▶ Selection:
%%

Saltwater News Bulletins

Rock Greenling
Rock Greenling
-Photo by Joshua Carpenter-

You can subscribe to receive e-mails and text message alerts for marine topics you are interested in. It’s easy to unsubscribe at any time. Your phone and e-mail information will remain confidential. Six different lists of interest to ocean enthusiasts are available: Bottomfish (recreational), Halibut (recreational), Ocean Salmon (recreational), Ocean Salmon (commercial troll), Commercial Nearshore Groundfish, and Marine Reserves.

Marine Reserves and Other Management Designations

Fishing, crabbing, clamming, hunting and gathering seaweed are prohibited at Oregon’s five marine reserves, including the Cape Falcon Marine Reserve and Marine Protected Area (new for 2016). Beach walking, surfing, bird watching, diving and other non-extractive uses continue to be allowed at reserves. See complete details and marine reserve maps (listed north to south):

More information on marine reserves regulations and downloadable GPS coordinates

Want to know more? Subscribe to marine reserves e-news updates.

In addition to marine reserves, there are several other management areas to be aware of, such as the Stonewall Bank conservation area (west of Newport) and marine gardens, described in the 2016 Oregon Sport Fishing Regulations (pages 79-83).

%%

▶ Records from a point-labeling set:

%%

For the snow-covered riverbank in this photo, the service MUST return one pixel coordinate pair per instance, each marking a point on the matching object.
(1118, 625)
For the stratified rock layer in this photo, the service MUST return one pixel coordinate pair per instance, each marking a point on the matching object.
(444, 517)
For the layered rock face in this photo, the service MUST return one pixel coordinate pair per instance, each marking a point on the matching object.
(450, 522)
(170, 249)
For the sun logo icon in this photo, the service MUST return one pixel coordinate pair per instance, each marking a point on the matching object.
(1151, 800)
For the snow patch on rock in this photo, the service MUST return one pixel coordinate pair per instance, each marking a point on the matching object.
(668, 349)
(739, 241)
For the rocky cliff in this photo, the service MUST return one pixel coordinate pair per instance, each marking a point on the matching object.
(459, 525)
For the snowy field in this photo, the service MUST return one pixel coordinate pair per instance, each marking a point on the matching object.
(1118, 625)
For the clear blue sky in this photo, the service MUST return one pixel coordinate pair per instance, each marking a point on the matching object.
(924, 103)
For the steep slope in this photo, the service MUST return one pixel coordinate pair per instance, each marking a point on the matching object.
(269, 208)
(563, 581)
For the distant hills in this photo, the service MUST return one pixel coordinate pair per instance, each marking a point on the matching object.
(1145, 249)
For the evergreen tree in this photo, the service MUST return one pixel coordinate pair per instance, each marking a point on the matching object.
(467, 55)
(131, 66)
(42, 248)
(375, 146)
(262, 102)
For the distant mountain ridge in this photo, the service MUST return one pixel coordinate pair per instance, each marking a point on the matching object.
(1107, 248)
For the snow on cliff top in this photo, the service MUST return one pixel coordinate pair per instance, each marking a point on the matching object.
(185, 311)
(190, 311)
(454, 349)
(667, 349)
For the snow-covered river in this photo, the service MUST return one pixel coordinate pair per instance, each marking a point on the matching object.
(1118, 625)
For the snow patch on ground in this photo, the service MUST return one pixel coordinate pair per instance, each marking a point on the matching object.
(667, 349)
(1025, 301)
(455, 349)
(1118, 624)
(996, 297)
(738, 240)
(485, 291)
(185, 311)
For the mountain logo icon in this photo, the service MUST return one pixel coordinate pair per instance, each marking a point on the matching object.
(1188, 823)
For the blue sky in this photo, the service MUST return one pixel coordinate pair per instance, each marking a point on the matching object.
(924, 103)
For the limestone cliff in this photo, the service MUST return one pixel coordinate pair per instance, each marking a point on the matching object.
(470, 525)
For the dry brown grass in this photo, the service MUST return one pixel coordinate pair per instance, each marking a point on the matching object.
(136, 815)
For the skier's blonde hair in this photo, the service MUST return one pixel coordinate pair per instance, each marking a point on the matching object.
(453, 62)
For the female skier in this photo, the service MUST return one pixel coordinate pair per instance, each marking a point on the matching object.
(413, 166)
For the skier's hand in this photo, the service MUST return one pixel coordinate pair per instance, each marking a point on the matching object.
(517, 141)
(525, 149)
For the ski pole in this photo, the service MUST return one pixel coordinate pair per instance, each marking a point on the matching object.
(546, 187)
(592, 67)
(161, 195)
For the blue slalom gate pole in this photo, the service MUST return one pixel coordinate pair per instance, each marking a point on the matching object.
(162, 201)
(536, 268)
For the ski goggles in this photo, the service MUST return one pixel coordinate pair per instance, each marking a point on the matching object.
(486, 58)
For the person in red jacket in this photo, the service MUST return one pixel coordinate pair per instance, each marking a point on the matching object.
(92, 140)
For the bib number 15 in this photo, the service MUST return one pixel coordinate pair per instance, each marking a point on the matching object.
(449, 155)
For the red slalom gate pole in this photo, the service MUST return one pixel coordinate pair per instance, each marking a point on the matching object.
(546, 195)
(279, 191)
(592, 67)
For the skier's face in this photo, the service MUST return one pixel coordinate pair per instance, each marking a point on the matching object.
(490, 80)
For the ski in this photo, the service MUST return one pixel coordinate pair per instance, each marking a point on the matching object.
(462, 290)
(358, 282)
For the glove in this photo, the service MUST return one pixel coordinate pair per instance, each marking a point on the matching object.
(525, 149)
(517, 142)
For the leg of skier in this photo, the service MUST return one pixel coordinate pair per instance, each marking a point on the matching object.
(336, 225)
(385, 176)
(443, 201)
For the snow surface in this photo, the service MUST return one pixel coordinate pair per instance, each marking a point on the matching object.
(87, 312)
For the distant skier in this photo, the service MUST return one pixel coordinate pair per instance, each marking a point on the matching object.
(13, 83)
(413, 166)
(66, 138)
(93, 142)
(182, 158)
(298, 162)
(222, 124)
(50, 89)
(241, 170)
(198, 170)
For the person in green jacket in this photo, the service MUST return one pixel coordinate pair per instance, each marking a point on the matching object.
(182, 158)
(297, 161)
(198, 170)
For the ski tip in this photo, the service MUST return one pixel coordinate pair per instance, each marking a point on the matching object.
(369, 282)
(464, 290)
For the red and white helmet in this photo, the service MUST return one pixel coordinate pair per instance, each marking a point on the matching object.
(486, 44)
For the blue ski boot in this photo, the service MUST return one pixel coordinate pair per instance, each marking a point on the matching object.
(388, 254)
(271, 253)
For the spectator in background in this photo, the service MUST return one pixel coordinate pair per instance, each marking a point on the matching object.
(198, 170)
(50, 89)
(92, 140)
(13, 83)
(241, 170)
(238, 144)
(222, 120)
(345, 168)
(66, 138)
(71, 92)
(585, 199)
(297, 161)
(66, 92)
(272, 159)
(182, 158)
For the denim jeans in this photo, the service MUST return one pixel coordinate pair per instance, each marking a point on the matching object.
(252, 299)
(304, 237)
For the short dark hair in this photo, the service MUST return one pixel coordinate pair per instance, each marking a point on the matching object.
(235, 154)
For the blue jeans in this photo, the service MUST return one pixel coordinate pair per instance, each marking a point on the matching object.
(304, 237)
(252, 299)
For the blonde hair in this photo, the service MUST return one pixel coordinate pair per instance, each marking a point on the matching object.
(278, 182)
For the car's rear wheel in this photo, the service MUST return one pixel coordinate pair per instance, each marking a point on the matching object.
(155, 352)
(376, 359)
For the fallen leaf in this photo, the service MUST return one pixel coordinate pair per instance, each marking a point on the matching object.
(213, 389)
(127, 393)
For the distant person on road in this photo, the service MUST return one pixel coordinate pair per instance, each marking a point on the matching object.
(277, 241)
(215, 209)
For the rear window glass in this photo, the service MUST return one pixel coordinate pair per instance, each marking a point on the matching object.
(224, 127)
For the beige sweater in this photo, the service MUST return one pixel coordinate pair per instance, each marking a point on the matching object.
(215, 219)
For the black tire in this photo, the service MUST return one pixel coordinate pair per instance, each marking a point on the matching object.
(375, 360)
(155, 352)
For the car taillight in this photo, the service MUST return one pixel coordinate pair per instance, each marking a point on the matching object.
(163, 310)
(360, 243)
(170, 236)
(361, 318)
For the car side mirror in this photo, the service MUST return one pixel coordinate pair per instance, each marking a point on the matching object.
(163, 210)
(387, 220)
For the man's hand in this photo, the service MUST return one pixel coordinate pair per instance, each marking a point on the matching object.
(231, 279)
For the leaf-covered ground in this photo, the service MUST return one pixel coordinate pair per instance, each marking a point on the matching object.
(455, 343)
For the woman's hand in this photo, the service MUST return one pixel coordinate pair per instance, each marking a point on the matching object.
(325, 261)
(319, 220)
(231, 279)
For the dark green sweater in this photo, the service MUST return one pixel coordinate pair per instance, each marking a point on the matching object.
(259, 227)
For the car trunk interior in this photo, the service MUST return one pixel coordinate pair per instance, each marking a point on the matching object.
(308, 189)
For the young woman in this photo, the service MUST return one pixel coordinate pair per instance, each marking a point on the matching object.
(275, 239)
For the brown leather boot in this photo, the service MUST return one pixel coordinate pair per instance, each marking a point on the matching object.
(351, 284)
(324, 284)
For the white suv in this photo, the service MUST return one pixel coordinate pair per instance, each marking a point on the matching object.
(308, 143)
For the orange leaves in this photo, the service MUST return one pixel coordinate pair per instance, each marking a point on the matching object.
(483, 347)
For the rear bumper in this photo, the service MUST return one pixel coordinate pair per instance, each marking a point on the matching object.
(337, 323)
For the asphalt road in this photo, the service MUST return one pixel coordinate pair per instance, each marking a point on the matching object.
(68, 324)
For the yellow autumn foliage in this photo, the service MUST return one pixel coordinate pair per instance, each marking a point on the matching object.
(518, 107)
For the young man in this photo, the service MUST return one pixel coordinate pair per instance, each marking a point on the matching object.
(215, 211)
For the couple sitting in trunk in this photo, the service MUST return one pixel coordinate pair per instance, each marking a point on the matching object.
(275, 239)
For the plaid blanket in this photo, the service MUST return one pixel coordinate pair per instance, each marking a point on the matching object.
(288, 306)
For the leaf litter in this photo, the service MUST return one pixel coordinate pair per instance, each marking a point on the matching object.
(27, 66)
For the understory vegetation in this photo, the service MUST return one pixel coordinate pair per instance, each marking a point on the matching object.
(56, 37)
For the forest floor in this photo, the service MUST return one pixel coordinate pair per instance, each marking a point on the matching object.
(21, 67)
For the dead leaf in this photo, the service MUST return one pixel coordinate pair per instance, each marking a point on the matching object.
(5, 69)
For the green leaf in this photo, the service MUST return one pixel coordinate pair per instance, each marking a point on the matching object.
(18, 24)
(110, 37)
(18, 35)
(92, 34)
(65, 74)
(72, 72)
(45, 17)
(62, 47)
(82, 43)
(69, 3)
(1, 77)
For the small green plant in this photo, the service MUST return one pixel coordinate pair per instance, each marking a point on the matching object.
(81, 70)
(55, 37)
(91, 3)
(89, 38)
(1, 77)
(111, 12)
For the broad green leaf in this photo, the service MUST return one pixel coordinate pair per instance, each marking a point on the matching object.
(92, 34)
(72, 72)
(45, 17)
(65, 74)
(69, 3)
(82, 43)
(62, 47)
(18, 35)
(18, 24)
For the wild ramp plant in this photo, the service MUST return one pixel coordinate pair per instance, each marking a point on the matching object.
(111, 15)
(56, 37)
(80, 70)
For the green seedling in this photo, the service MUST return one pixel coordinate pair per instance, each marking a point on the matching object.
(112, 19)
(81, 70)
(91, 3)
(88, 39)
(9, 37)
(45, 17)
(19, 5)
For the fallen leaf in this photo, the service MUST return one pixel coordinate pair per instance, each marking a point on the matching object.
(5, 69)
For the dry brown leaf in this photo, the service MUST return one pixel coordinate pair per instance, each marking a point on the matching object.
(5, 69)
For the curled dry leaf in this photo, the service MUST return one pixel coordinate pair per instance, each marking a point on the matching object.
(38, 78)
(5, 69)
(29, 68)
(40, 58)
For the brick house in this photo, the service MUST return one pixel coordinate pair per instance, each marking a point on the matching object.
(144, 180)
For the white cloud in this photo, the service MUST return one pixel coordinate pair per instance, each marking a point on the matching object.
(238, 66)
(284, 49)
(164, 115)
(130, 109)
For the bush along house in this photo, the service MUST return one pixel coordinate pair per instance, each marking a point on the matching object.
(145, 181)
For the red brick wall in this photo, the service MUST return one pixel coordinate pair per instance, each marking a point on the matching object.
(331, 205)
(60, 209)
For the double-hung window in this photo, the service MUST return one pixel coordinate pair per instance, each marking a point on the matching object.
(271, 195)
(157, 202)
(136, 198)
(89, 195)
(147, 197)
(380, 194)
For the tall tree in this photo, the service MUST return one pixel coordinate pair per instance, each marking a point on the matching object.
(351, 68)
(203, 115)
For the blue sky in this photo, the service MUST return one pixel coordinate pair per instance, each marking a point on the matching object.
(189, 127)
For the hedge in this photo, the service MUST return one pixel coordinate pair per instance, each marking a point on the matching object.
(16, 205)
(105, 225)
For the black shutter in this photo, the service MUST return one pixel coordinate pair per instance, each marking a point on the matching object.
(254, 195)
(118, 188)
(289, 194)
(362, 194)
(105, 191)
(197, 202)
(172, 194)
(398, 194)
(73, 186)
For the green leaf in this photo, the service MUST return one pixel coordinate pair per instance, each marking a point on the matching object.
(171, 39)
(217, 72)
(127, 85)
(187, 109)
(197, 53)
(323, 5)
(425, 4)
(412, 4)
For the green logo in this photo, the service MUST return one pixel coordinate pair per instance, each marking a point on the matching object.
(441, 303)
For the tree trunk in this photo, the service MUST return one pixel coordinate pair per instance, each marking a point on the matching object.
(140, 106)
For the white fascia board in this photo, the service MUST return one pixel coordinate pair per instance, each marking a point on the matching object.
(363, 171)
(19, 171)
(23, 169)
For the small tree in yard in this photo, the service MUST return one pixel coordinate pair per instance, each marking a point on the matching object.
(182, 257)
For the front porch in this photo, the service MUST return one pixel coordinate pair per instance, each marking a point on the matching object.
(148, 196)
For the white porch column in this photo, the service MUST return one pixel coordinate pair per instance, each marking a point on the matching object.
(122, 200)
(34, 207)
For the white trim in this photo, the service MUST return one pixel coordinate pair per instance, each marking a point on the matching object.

%%

▶ Problems and tasks:
1. Mark each statement yes or no according to the Oregon marine reserves text, quoting the exact words that decide it: (a) Surfing is banned at Oregon's marine reserves. (b) Six different subscription lists are offered. (c) The Stonewall Bank conservation area lies west of Newport.
2. Resume the Oregon marine reserves text, starting after its final sentence.

▶ Answers by task:
1.
(a) No: "Beach walking, surfing, bird watching, diving and other non-extractive uses continue to be allowed at reserves."
(b) Yes: "Six different lists of interest to ocean enthusiasts are available"
(c) Yes: "the Stonewall Bank conservation area (west of Newport)"

2.
Ocean Salmon

The best ocean salmon fishing during the most recent week for both fin-clipped coho and Chinook was in waters off the Columbia River.  Average catch per angler was 0.64 salmon per rod with a 4:1 Chinook to coho catch ratio.

The remainder of the coast saw very poor success rates for Chinook with only 1 Chinook for about every 27 angler trips.  Fishing for fin-clipped coho also slowed down in most ports last week.  For the week of July 18-24, observed catches south of Cape Falcon averaged 0.12 coho per angler.

Typically, the best ocean fin-clipped coho fishing for most of the coast will occur within the next 2 weeks.  The fin-clipped coho season from Cape Falcon to the Oregon / California Border will close on August 7.  All salmon fishing from Humbug Mt. (Port Orford to the Oregon / California Border will close on August 7, but will reopen for the three day Labor Day weekend from September 3-5.

Details, including regulations, and more information on ocean salmon seasons are available.

Bottom Fishing

The recreational groundfish fishery on the Oregon coast is closed outside the 20-fathom management line in order to protect yelloweye rockfish, which are more common in deeper waters. The 20-fathom line (pdf) is defined by waypoints. For visual reference, see port-specific maps that show various management lines. Sport halibut fisheries remain unchanged. ODFW encourages anglers to release all prohibited rockfish by using a descending device to safely return fish to a depth of 60 feet or more. Even fish that are severely bloated can survive after being released at depth. For more information, please see the ODFW news release.  

Deacon Rockfish
Deacon Rockfish (Sebastes diaconus)
-Photo by ODFW-

There’s a new rockfish in town – the Deacon rockfish. Deacon rockfish is a newly identified species that was formerly referred to as the solid version of blue rockfish. What does that mean for anglers? Nothing in 2016. Every rule that refers to blue rockfish (like the daily bag limit of 3) now applies to blue rockfish and deacon rockfish combined.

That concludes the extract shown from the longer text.